# start of The input
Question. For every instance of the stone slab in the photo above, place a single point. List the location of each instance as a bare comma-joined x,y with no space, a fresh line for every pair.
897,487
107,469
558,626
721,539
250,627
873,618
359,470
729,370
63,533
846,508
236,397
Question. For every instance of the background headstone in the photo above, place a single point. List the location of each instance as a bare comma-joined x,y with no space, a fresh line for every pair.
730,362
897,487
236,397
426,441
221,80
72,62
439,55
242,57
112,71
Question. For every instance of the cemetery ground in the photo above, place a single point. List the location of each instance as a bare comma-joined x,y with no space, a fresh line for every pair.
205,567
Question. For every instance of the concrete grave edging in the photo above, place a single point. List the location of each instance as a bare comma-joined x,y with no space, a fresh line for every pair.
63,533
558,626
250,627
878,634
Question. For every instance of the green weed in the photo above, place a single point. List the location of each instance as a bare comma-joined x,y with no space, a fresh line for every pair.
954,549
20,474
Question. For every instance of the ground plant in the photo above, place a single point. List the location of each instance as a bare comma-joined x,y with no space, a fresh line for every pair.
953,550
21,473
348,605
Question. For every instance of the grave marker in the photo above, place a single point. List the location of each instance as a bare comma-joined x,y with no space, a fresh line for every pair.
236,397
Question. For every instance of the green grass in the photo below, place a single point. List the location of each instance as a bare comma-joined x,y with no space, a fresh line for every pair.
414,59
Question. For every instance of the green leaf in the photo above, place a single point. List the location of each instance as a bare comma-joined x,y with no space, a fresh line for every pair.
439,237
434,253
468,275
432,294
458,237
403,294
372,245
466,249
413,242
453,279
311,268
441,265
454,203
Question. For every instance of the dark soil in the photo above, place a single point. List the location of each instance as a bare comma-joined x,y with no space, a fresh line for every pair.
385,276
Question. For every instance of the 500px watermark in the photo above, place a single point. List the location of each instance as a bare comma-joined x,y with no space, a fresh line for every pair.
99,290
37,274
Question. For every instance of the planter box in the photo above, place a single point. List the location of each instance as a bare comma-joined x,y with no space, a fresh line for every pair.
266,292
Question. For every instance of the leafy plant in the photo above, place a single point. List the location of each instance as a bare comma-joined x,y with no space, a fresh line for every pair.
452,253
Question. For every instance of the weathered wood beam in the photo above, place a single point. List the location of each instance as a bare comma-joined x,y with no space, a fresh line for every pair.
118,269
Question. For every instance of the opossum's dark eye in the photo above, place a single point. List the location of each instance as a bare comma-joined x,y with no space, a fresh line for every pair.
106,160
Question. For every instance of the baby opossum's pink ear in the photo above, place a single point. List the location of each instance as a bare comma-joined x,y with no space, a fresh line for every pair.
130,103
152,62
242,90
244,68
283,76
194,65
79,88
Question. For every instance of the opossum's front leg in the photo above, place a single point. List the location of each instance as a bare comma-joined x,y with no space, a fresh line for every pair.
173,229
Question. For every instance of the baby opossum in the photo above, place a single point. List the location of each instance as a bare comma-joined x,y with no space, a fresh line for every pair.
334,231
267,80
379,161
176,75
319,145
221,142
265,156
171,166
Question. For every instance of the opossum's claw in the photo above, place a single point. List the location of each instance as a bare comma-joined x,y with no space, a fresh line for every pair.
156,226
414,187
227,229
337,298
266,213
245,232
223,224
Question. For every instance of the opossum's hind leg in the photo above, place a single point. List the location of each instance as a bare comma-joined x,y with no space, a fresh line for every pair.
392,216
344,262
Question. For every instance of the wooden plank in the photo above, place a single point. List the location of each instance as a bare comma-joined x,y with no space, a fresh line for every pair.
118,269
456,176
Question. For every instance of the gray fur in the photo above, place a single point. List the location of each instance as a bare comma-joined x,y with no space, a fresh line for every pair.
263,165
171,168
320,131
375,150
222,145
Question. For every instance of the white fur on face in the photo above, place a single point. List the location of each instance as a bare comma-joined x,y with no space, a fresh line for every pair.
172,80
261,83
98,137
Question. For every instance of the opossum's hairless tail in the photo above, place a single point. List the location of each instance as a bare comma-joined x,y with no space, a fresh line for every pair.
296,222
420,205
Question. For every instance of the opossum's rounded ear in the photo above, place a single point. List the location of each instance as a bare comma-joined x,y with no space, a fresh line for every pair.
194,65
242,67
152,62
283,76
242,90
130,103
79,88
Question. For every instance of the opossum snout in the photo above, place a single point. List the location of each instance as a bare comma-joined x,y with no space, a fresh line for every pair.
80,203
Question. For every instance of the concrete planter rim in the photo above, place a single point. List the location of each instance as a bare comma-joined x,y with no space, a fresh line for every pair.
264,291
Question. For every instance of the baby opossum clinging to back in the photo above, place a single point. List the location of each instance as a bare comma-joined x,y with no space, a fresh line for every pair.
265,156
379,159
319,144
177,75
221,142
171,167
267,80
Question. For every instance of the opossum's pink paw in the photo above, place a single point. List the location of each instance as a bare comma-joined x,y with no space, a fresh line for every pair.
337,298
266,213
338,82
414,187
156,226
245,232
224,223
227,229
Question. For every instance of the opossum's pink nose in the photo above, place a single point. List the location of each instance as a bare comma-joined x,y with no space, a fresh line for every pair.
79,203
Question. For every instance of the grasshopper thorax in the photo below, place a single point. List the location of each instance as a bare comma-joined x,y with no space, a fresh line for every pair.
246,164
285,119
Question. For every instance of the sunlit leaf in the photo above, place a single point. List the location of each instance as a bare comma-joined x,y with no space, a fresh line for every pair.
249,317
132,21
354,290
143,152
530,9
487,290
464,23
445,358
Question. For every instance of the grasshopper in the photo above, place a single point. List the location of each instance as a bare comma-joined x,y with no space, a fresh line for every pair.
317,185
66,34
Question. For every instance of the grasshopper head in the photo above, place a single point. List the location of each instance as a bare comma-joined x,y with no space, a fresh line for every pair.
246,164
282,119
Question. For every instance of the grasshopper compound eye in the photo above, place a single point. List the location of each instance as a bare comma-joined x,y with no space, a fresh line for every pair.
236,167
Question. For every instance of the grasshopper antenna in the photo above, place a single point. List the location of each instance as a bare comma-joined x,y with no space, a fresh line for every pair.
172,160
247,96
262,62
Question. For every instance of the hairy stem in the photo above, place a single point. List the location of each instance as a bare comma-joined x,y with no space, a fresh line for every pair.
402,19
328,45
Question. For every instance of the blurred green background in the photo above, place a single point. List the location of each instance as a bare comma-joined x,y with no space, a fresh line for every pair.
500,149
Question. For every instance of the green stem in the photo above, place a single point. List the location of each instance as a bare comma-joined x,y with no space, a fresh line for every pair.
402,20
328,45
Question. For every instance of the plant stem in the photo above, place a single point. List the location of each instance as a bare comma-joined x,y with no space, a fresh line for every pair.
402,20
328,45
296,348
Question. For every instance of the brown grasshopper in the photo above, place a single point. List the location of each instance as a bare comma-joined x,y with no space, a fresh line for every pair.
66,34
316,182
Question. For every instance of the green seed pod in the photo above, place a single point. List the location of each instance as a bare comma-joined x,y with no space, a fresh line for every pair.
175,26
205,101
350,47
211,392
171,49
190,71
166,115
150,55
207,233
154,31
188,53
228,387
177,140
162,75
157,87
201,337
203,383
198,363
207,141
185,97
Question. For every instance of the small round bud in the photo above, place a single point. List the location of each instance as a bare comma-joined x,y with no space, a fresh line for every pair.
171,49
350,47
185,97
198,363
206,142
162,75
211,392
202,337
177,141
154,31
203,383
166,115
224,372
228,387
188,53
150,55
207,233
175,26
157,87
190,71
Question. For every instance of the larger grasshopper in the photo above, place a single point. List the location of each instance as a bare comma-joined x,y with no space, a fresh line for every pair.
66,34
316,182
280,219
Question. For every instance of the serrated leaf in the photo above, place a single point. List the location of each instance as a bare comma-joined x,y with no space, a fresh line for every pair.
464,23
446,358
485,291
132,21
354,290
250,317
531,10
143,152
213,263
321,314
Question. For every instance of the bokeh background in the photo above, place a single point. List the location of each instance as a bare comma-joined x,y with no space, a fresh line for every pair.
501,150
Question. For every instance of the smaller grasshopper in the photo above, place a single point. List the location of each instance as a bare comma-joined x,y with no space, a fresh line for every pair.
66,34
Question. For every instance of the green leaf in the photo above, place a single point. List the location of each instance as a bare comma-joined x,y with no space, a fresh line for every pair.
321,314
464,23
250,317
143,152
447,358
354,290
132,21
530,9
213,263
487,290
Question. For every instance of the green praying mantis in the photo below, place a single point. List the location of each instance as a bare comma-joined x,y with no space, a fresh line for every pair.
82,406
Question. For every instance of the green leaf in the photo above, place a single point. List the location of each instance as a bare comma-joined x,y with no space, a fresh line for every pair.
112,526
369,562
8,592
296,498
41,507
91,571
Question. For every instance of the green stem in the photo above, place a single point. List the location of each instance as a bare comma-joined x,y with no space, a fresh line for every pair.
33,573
# end of The input
▶ Your goal: Only the lines from the one containing "Question. For every instance of the green praying" through the end of the material should be reproduced, exactly, with both ends included.

▶ Written response:
Question. For every instance of the green praying mantis in the photo below, place a single point. List the location of each instance as a bare comma-joined x,y with no space, a fresh line for every pair.
82,406
Question. For every instance of the green leaf in the photo above, place a single point. List the location of each instance as a bare comma-joined x,y with no space, a fresh line for every pair.
112,526
369,562
8,592
296,498
41,507
91,571
Question. For every instance of the green stem in the photo above, place a single point. List the location of each instance as a bare comma-joined x,y with no space, a fresh line for every pair.
33,573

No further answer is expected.